* [Selected passage]:
╭──

Levels of AGI: A Framework for Evaluating Artificial General Intelligence

Abstract

Google DeepMind proposes a framework for assessing Artificial General Intelligence (AGI) models and early‑stage systems, detailing performance, applicability, and autonomy across multiple levels. The goal is to create a common language for comparing AGI models, evaluating risks, and tracking development, similar to the autonomous‑driving maturity ladder.

Original Information

Source: https://arxiv.org/pdf/2311.02462.pdf

Introduction

AGI refers to AI systems that can perform at or above human level across a broad range of tasks. Recent advances in machine learning, especially large language models (LLMs), have moved the discussion from philosophical debate to concrete implementation, with some claiming that current LLMs already constitute AGI.

Experts offer diverse definitions of AGI, reflecting its relevance to AI goals, predictions, and risks. The pursuit of human‑level intelligence remains a central, often implicit, objective in AI research.

AGI Definitions: Nine Representative Case Studies

Case 1 – Turing Test: Early attempt to assess machine intelligence through imitation, but modern LLMs can pass limited versions without guaranteeing true AGI.

Case 2 – Strong AI: Philosophical claim that a suitably programmed computer could possess consciousness; no scientific consensus on verification.

Case 3 – Analogies to the Human Brain: Defines AGI as a system surpassing human brain complexity and speed, capable of knowledge acquisition and reasoning across domains.

╰──

* [Dataset entries]:

╭──

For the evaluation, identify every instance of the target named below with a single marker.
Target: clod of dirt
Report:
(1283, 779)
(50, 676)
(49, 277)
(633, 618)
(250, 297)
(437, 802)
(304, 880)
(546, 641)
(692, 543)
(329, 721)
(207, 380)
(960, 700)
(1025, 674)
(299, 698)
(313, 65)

╰──
╭──

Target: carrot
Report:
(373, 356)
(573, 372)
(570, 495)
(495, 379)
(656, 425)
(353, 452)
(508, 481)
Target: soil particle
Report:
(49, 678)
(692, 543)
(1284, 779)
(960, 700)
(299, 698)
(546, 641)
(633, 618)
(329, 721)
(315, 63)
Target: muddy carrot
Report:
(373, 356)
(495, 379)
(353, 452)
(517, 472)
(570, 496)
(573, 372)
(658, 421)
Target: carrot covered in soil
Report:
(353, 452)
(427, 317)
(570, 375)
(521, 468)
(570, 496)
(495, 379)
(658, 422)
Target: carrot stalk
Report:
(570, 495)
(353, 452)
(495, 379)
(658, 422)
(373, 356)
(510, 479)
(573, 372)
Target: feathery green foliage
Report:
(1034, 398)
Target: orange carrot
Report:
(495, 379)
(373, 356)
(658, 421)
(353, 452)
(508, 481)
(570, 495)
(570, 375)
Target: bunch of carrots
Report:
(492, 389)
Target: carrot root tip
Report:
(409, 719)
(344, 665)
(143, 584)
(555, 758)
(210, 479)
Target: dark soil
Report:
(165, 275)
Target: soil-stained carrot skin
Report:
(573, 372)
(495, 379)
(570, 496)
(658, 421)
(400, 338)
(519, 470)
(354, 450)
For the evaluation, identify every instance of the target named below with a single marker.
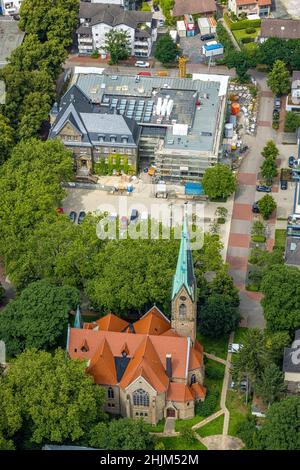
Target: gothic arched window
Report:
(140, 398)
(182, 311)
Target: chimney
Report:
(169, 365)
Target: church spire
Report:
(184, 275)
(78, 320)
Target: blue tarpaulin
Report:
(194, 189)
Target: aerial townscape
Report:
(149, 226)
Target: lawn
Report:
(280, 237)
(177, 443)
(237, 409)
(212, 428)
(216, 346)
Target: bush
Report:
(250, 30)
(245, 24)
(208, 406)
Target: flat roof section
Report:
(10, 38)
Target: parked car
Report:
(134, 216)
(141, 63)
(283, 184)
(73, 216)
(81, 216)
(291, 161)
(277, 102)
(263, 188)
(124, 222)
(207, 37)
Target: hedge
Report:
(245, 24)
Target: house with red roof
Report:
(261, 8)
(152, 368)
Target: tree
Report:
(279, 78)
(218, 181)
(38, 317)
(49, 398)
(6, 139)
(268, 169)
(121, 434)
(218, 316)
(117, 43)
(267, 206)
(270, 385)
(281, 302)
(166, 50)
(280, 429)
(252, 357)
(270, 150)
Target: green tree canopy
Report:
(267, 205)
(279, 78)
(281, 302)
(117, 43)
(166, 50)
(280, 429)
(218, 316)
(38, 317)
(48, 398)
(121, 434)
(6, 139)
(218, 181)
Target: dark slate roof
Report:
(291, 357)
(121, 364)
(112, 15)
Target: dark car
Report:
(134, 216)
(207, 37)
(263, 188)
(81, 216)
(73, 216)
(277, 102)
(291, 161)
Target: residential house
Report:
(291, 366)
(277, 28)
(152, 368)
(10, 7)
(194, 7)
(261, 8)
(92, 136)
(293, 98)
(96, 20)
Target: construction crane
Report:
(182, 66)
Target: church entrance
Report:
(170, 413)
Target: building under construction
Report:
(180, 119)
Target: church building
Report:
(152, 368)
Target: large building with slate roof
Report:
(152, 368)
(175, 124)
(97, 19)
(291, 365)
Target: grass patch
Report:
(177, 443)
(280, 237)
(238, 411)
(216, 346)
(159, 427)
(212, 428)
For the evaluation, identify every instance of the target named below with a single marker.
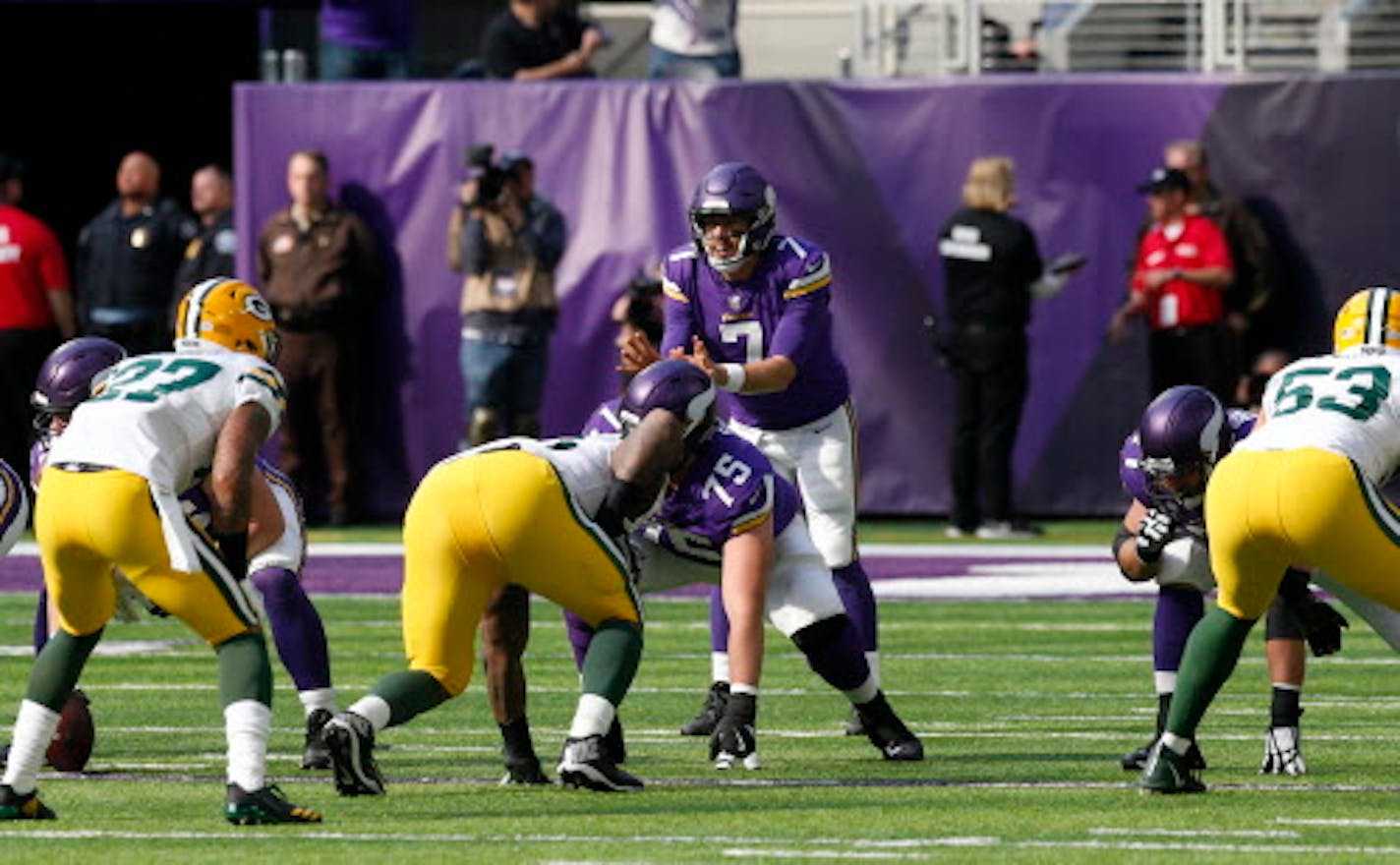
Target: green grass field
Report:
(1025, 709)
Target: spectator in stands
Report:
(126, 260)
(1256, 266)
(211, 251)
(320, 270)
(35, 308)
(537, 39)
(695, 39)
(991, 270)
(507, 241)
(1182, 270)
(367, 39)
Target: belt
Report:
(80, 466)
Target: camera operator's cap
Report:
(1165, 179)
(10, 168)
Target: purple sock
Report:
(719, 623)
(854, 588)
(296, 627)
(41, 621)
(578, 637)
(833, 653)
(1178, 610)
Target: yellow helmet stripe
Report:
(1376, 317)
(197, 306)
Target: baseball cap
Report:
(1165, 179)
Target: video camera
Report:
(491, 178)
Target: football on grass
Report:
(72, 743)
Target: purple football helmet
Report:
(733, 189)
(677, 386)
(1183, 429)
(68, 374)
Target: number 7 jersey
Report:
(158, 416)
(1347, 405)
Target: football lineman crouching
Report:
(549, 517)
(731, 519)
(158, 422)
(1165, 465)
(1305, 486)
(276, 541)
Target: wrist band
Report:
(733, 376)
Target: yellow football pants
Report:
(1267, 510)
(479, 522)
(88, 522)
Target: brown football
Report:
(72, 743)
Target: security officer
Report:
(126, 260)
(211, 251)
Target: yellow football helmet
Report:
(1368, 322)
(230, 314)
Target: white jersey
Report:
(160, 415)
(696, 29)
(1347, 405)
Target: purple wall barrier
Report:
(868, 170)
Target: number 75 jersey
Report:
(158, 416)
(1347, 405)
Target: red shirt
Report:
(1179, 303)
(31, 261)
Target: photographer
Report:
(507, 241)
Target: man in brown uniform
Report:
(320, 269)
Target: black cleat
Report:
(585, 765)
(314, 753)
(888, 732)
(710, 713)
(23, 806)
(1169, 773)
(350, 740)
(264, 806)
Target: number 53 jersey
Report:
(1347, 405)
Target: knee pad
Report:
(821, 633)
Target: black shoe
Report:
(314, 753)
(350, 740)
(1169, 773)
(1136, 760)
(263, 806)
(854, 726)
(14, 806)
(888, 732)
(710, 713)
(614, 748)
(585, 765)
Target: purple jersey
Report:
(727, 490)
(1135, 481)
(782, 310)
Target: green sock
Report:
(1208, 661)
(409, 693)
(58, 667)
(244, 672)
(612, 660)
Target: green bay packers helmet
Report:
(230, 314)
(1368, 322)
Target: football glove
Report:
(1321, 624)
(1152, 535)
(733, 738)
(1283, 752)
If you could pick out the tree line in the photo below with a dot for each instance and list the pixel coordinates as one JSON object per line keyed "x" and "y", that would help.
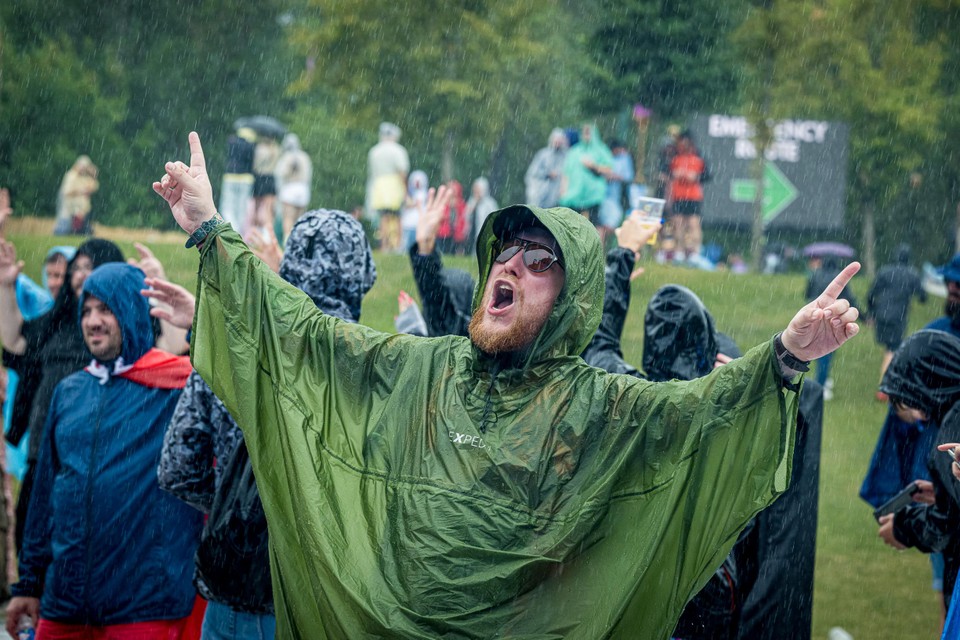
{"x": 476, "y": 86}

╰──

* [Work instructions]:
1. In the Levels of AGI summary, what existing ladder is the proposed framework likened to?
2. Echo the stretch of the Levels of AGI summary from "Original Information" through "already constitute AGI.".
This data comes from a separate source.

* [Solutions below]:
1. The autonomous-driving maturity ladder.

2.
Original Information

Source: https://arxiv.org/pdf/2311.02462.pdf

Introduction

AGI refers to AI systems that can perform at or above human level across a broad range of tasks. Recent advances in machine learning, especially large language models (LLMs), have moved the discussion from philosophical debate to concrete implementation, with some claiming that current LLMs already constitute AGI.